Material for this task section start

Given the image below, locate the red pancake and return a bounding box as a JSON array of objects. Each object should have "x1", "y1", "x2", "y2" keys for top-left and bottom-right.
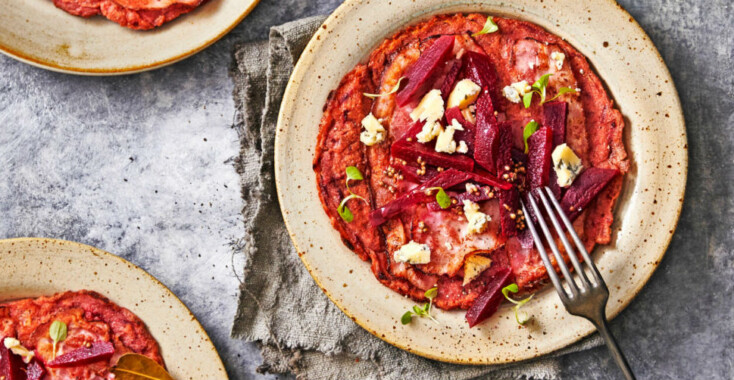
[
  {"x1": 313, "y1": 14, "x2": 628, "y2": 310},
  {"x1": 0, "y1": 290, "x2": 163, "y2": 379},
  {"x1": 52, "y1": 0, "x2": 207, "y2": 30}
]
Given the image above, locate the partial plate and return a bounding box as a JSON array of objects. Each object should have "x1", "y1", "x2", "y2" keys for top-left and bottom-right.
[
  {"x1": 0, "y1": 238, "x2": 228, "y2": 379},
  {"x1": 275, "y1": 0, "x2": 686, "y2": 364},
  {"x1": 0, "y1": 0, "x2": 259, "y2": 75}
]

Material for this task section end

Print the records above word for word, omitting any picture they contain.

Given the image below, locate the red pancake and return a bounding box as a JSON array of objects. Each object should have "x1", "y1", "x2", "y2" keys for top-left and bottom-right.
[
  {"x1": 313, "y1": 14, "x2": 628, "y2": 310},
  {"x1": 0, "y1": 290, "x2": 163, "y2": 379},
  {"x1": 52, "y1": 0, "x2": 207, "y2": 30}
]
Given the image above, locate the partial plate and return a bounding box as a JSON array of objects. Each object should have "x1", "y1", "x2", "y2" keys for top-left and bottom-right.
[
  {"x1": 0, "y1": 238, "x2": 228, "y2": 379},
  {"x1": 275, "y1": 0, "x2": 686, "y2": 364},
  {"x1": 0, "y1": 0, "x2": 259, "y2": 75}
]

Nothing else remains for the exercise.